### WHAT THIS TASK INVOLVES
Please give the records below back in full, exactly as shown.

### DATASET ENTRIES
——————

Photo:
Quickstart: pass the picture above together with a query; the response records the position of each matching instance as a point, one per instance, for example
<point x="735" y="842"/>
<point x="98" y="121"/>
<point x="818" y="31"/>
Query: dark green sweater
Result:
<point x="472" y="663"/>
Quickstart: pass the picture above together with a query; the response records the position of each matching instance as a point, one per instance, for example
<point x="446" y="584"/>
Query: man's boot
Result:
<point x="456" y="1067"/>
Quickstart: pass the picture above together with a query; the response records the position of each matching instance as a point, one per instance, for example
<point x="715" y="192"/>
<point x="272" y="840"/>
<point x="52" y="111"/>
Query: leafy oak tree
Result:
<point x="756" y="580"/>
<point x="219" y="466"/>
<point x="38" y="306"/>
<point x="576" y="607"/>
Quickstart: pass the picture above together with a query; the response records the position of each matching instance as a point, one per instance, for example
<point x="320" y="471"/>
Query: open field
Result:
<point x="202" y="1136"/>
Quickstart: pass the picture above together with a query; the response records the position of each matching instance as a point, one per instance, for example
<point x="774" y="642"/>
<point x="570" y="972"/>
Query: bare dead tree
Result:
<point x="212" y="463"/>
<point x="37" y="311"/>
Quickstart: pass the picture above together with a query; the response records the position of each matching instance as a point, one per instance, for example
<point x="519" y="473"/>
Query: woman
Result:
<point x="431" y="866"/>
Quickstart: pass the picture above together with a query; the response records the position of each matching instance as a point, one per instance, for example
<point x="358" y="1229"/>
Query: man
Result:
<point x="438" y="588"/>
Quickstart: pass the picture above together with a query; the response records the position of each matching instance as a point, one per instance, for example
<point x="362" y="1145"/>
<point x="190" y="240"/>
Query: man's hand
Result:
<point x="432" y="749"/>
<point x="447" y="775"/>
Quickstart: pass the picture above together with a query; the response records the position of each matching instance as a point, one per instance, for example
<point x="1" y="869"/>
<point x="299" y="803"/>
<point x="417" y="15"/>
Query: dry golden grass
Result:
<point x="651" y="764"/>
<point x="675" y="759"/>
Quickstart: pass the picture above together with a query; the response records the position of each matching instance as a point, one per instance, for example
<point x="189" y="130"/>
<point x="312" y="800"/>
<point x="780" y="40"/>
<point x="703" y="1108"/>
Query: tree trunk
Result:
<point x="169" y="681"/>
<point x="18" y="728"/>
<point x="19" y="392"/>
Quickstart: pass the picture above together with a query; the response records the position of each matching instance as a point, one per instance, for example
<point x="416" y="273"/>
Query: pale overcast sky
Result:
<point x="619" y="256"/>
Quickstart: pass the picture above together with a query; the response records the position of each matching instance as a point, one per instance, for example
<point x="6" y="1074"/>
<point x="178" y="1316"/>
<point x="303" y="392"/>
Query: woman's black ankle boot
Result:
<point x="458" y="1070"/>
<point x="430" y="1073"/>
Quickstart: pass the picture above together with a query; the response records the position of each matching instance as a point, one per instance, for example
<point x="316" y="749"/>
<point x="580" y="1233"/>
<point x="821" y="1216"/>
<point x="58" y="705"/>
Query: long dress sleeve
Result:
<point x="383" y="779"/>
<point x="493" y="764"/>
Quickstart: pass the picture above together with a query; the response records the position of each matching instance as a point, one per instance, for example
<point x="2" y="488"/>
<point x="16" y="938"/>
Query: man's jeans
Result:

——————

### RESULT FOR THIS TASK
Photo:
Quickstart: pass the picture above together with a query; the response records the position of each matching instance as a point, one per instance, for example
<point x="735" y="842"/>
<point x="98" y="121"/>
<point x="818" y="31"/>
Query: dark green sweater
Result:
<point x="472" y="663"/>
Quickstart: pass the picture above together with a query; the response records the position of each matching instance as a point, one per instance, for example
<point x="446" y="584"/>
Query: man's boot
Result:
<point x="456" y="1067"/>
Quickstart: pass the picture above together with a query; the response records the position of each matching instance as a point, one per instance, for example
<point x="715" y="192"/>
<point x="272" y="840"/>
<point x="52" y="111"/>
Query: leafy oak tree
Result:
<point x="756" y="580"/>
<point x="219" y="466"/>
<point x="38" y="306"/>
<point x="576" y="607"/>
Quickstart: pass the picture above together with a query; the response records the position of each matching instance as a point, one per instance, for example
<point x="320" y="471"/>
Query: open field
Result:
<point x="202" y="1136"/>
Quickstart: pass the picture above together with a query; the response records the position of each matching instance as a point, one per instance, for example
<point x="774" y="642"/>
<point x="570" y="972"/>
Query: bare dead tree
Result:
<point x="212" y="463"/>
<point x="37" y="311"/>
Quickstart: pass the picture above together with a query; the response records the position of each matching instance as a point, one per instance, for example
<point x="519" y="473"/>
Query: woman
Result:
<point x="431" y="866"/>
Quickstart: pass the picture above together with a query; the response records the position of each matching instance as a point, one per instance, for example
<point x="358" y="1229"/>
Query: man
Result:
<point x="438" y="588"/>
Quickstart: pass the picture above together with a query; the response records the position of each matching instance as a point, one per instance, for example
<point x="362" y="1145"/>
<point x="190" y="240"/>
Query: man's hand
Result:
<point x="432" y="749"/>
<point x="447" y="775"/>
Quickstart: pass the picture above together with a query; the response records the position of each matching instance as a point, one per instance, for example
<point x="1" y="869"/>
<point x="299" y="803"/>
<point x="417" y="15"/>
Query: dry golden grass
Result:
<point x="651" y="764"/>
<point x="675" y="759"/>
Quickstart: pass the picture above together with a query; the response records the position of each matching instance as a point, one per instance, for example
<point x="189" y="130"/>
<point x="312" y="800"/>
<point x="780" y="40"/>
<point x="703" y="1108"/>
Query: tree trunk
Result:
<point x="169" y="681"/>
<point x="18" y="728"/>
<point x="19" y="392"/>
Quickstart: pass the picture above together with a query; the response records the position of each matching instance as a point, one per instance, for example
<point x="416" y="273"/>
Query: pale overcast sky
Result:
<point x="619" y="256"/>
Quickstart: pass the picture above together with a query; the response records the position of each matching instance as a point, one per instance, for example
<point x="6" y="1074"/>
<point x="178" y="1316"/>
<point x="303" y="392"/>
Query: woman's black ankle boot
Result:
<point x="458" y="1070"/>
<point x="430" y="1073"/>
Quickstart: pass the picture above together with a query; the response records the position of each matching instance as a point, one per instance, for example
<point x="316" y="749"/>
<point x="580" y="1233"/>
<point x="821" y="1216"/>
<point x="58" y="705"/>
Query: long dress sleeve
Result:
<point x="383" y="779"/>
<point x="493" y="764"/>
Quickstart: pass the picture above together with a query; the response records the position of each matching instance as a point, one per instance, for example
<point x="2" y="488"/>
<point x="16" y="938"/>
Query: man's jeans
Result:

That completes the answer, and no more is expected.